ACTIVITY - Your answer should hold every line of the records below that contains the string "tree".

(Items from a dataset)
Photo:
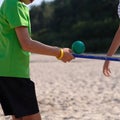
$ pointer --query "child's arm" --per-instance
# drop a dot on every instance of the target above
(113, 48)
(33, 46)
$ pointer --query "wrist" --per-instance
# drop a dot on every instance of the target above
(61, 54)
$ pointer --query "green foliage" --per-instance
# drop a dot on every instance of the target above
(61, 22)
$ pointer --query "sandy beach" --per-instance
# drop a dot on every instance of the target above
(75, 91)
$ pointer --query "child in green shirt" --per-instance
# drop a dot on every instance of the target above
(17, 92)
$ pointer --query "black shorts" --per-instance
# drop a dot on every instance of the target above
(18, 97)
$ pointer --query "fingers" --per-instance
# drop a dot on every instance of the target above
(107, 72)
(106, 69)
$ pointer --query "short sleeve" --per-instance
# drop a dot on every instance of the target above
(18, 15)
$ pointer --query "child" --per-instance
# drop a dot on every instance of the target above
(17, 93)
(113, 48)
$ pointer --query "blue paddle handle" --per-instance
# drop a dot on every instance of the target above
(96, 57)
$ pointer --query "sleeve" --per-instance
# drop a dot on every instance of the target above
(18, 15)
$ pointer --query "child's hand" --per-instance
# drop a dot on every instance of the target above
(106, 69)
(66, 55)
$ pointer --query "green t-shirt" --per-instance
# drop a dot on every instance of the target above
(14, 61)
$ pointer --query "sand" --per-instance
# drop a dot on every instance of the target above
(75, 91)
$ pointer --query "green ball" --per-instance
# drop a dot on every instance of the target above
(78, 47)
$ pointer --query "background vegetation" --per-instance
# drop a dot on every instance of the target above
(61, 22)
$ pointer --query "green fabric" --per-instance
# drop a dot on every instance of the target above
(14, 61)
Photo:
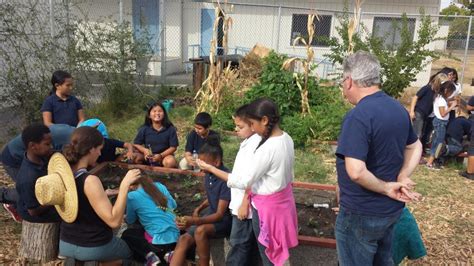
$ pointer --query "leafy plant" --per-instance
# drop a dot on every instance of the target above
(400, 64)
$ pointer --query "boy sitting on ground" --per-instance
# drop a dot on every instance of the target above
(38, 142)
(216, 222)
(197, 138)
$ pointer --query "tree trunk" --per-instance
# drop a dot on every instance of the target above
(39, 241)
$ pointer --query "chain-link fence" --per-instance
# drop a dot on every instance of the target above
(91, 38)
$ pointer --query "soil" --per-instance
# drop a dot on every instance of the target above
(189, 192)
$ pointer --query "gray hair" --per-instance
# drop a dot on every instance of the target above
(363, 68)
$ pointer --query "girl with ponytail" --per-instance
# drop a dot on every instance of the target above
(90, 236)
(268, 177)
(60, 107)
(152, 205)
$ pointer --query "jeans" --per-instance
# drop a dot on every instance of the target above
(244, 250)
(116, 249)
(453, 148)
(9, 195)
(135, 239)
(364, 240)
(256, 231)
(439, 133)
(423, 127)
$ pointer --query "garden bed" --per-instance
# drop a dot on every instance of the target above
(188, 190)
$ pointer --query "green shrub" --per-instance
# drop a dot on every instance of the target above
(279, 85)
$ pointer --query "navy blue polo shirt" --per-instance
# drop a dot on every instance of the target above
(424, 105)
(458, 127)
(63, 111)
(108, 152)
(376, 131)
(25, 186)
(194, 142)
(216, 190)
(13, 152)
(158, 140)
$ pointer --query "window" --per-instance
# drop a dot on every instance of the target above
(322, 28)
(389, 30)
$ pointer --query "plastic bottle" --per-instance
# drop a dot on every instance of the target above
(195, 156)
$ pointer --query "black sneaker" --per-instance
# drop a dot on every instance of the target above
(440, 150)
(467, 175)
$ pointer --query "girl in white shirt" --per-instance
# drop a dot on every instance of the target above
(242, 239)
(441, 119)
(269, 173)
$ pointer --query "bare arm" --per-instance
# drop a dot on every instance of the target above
(358, 173)
(414, 100)
(111, 215)
(81, 116)
(215, 217)
(47, 118)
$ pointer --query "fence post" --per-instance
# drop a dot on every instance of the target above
(162, 41)
(278, 30)
(465, 52)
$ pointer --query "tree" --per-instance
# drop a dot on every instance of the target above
(401, 62)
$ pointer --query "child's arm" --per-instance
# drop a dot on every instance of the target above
(47, 118)
(443, 111)
(414, 100)
(213, 218)
(243, 212)
(81, 116)
(201, 207)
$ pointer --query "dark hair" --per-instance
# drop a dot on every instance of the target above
(445, 89)
(212, 147)
(455, 73)
(264, 107)
(83, 139)
(166, 121)
(158, 198)
(203, 119)
(34, 133)
(59, 77)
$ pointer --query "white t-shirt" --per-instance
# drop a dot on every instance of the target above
(440, 102)
(241, 164)
(271, 167)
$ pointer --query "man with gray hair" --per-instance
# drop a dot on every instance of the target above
(377, 152)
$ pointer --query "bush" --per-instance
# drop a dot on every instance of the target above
(325, 120)
(279, 85)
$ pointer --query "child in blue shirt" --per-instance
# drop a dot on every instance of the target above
(156, 140)
(152, 205)
(216, 222)
(197, 138)
(60, 107)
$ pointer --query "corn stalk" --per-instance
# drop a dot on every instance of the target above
(209, 96)
(305, 109)
(354, 25)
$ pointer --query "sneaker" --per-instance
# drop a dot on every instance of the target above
(12, 211)
(169, 256)
(152, 259)
(467, 175)
(433, 167)
(440, 150)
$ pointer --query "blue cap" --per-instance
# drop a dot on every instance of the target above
(99, 125)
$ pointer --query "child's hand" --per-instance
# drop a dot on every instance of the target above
(203, 165)
(243, 212)
(196, 212)
(184, 222)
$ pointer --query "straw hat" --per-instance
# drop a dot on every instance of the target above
(58, 188)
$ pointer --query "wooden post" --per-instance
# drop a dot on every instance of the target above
(39, 242)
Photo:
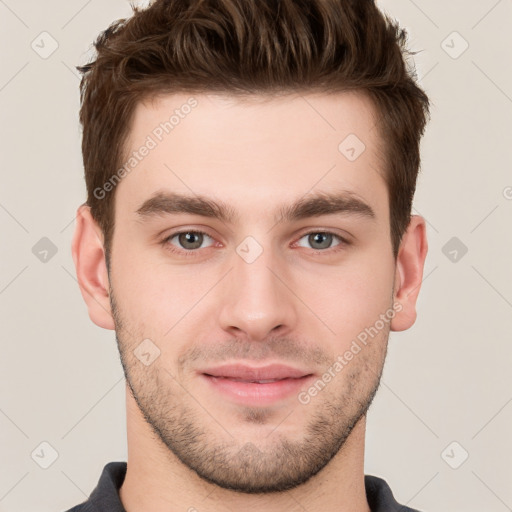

EXPECTED ANSWER -
$ pointer --query "tree trunk" --per-instance
$ pointer --query "tree" --per-instance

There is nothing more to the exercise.